▶ Stated problem: Omit all pictures and give the records below again exactly as written.

▶ Records for this task:
__________________________________________________

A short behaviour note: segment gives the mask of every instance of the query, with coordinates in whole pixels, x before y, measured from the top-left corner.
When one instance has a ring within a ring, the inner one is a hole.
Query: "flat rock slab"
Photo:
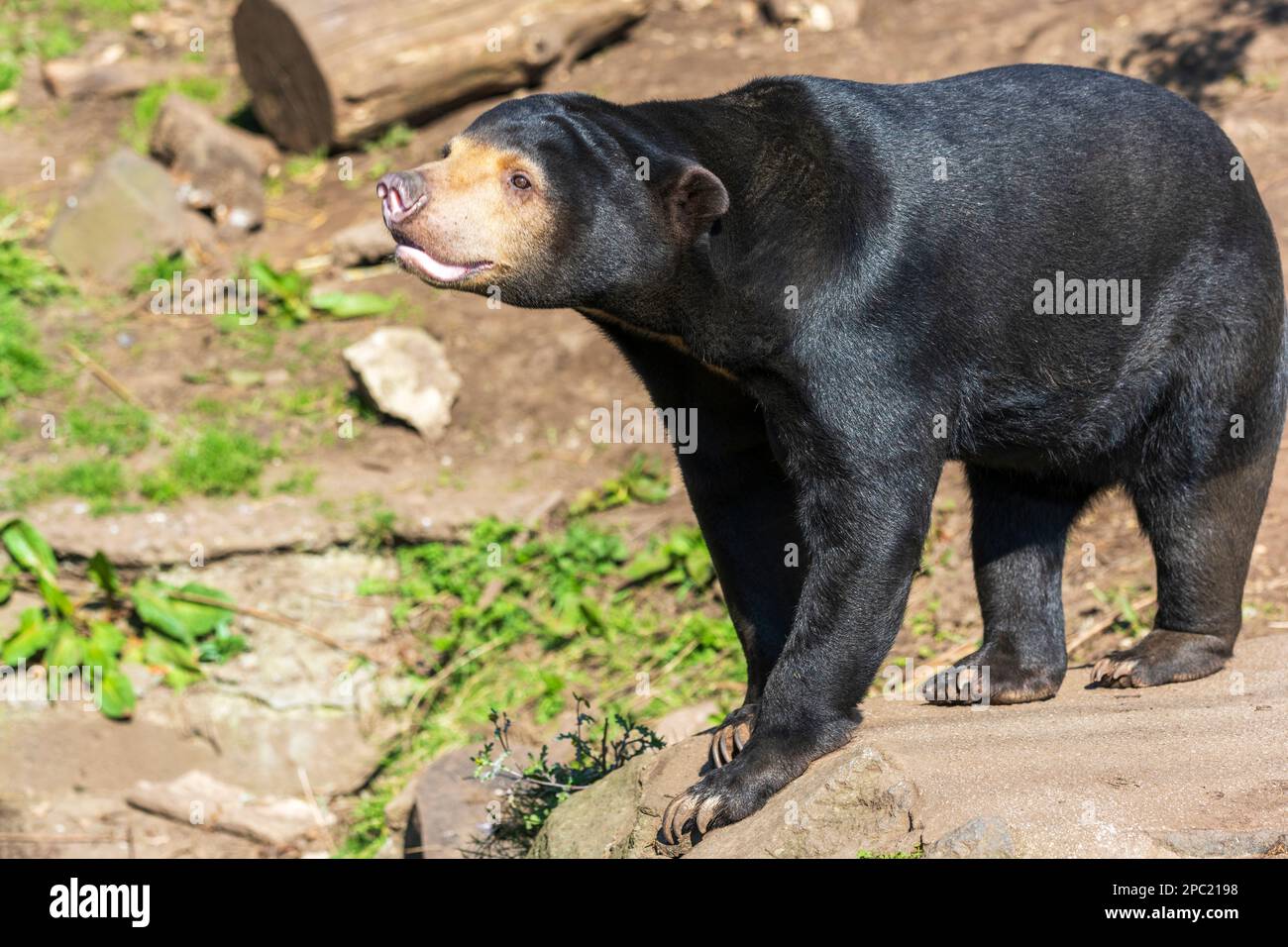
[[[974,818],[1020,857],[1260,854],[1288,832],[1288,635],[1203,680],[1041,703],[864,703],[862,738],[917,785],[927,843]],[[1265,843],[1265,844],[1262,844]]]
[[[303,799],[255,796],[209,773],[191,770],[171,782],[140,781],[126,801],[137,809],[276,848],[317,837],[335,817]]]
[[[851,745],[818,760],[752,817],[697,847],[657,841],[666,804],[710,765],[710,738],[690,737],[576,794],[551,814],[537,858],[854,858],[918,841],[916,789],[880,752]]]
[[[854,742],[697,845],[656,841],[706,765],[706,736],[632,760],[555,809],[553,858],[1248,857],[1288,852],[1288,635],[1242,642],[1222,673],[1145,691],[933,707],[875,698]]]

__________________________________________________

▶ Written reply:
A short behaviour note: segment gives the mask of every instance of the query, with coordinates in whole pixels, x before y, measured from the top-left corner.
When one instance has a ring within a ring, the inner one is a hole.
Query: "flat rock slab"
Photo:
[[[974,818],[1020,857],[1260,854],[1288,832],[1288,635],[1203,680],[1041,703],[864,703],[862,738],[917,785],[927,843]],[[1265,843],[1265,844],[1262,844]]]
[[[303,799],[255,796],[209,773],[191,770],[171,782],[140,781],[126,801],[137,809],[276,848],[317,837],[335,817]]]
[[[851,745],[818,760],[752,817],[697,847],[657,841],[666,804],[710,765],[710,738],[690,737],[576,794],[551,814],[537,858],[854,858],[918,841],[916,789],[880,752]]]
[[[854,742],[697,845],[656,841],[706,765],[706,736],[632,760],[555,809],[553,858],[1248,857],[1288,852],[1288,635],[1242,642],[1222,673],[1145,691],[933,707],[875,698]]]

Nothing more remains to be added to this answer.